** Stated goal **
Rewrite every line of the data below as a numbered list, skipping blank lines. Leave the pictures out of your answer.

** Entries from an annotation dataset **

----

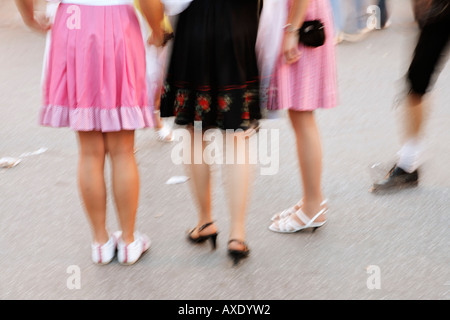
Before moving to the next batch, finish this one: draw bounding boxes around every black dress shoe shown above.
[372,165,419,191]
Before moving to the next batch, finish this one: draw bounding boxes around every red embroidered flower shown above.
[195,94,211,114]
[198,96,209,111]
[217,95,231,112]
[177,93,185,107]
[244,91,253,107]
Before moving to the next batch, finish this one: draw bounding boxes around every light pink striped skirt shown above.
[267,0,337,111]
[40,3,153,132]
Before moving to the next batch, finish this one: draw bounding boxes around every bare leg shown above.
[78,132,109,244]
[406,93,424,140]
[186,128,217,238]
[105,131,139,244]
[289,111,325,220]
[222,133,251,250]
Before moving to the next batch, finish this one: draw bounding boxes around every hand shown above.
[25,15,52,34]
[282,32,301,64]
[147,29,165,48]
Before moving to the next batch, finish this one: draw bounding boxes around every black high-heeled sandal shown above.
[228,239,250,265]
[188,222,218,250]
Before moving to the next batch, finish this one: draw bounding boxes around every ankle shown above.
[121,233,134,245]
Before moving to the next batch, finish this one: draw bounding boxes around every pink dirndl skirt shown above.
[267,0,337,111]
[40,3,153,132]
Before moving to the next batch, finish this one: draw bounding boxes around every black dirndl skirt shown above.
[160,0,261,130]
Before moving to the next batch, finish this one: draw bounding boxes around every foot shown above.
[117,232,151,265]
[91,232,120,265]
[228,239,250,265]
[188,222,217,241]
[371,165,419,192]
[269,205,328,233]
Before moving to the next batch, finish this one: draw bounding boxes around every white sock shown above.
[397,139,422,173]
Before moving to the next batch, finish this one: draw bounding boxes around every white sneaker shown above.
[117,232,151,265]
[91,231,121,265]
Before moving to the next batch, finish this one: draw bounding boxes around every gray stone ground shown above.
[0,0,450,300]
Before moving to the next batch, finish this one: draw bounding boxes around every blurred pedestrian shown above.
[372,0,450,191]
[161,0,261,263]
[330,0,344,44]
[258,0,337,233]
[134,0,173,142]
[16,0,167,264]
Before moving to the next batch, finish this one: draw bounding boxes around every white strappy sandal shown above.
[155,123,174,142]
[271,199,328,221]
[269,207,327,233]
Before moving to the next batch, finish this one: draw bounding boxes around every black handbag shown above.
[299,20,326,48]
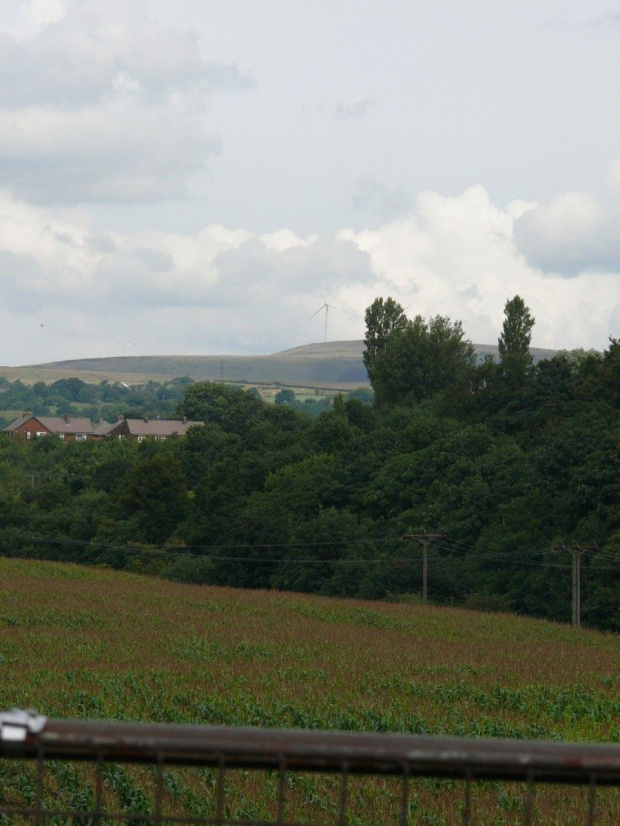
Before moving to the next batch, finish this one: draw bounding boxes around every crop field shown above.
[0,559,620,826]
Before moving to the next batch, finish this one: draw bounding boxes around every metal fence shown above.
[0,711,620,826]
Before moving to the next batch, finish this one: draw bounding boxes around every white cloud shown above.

----

** Solution for this problem **
1. Before moving to the next batch, finish this one: draw bounding boxes around every black dress shoe shown above.
2. [372,165,419,191]
3. Before moving to the next batch, finish this one: draw bounding boxes around every red embroidered flower shown above.
4. [195,94,211,114]
5. [198,96,209,111]
6. [217,95,231,112]
7. [177,93,185,107]
8. [244,91,253,107]
9. Before moving to the next batch, finish this one: draw bounding boxes around every light pink striped skirt shown above.
10. [267,0,337,111]
11. [40,3,153,132]
12. Before moving to the next batch, finish this one: draw bounding boxes around every bare leg shown above.
13. [78,132,109,244]
14. [406,93,424,140]
15. [186,128,217,238]
16. [105,131,139,244]
17. [289,111,325,220]
18. [222,133,251,250]
19. Before moving to the next batch, finish this one: draw bounding boxes around every hand shown above.
20. [25,15,52,34]
21. [282,32,301,64]
22. [147,29,165,48]
23. Before moving to the next batch, finish this one: draw bounding boxes around every black high-heeled sandal shown above.
24. [228,239,250,265]
25. [188,222,218,250]
26. Before moving to the next batch, finish this one: draw bounding boxes around every ankle shown above.
27. [121,233,134,245]
28. Before moving to the next batch, finish this one: draw bounding boxes around every pink dirndl skirt shown above.
29. [267,0,337,111]
30. [40,3,153,132]
31. Before moving to the next batch, finish this one: draw bounding boxes around every black dirndl skirt shown above.
32. [160,0,261,130]
33. Before moving to the next batch, finish this one: draw bounding boxes around every foot shown above.
34. [117,232,151,265]
35. [91,232,120,265]
36. [228,239,250,265]
37. [188,222,217,241]
38. [371,165,419,192]
39. [269,205,328,233]
40. Before moving to the next batch, finish this one: draw bounding boxes around every white sock shown above.
41. [397,139,422,173]
42. Before moving to the next batch, finish this one: draw bounding boxes around every white sneaker shown above.
43. [117,232,151,265]
44. [91,231,121,265]
45. Before moving to the next batch, finish this one: draw bounding boxes around every gray stone ground shown above.
46. [0,0,450,300]
47. Before moving to the next batch, finish this one: draw bounding boxes around every blurred pedestrian shown above.
48. [372,0,450,191]
49. [161,0,261,263]
50. [330,0,344,44]
51. [258,0,337,233]
52. [134,0,173,142]
53. [16,0,167,264]
54. Before moving to the next batch, finish this one: draw bounding boxes around every white strappy sandal shown above.
55. [155,123,174,142]
56. [271,199,328,221]
57. [269,207,327,233]
58. Before moving to the next batch, finish this one: draw bounding boxes around every black handbag shown above.
59. [299,20,326,48]
60. Before moving to the next batch, finish this one: draw bounding boxes around every crop field shown above.
61. [0,559,620,826]
62. Before moving to the next batch, finish this one: draw bounding boxes around every metal fence shown above.
63. [0,711,620,826]
64. Before moving to the next batch, finish this one: draw bounding boxes around every white cloud shown above.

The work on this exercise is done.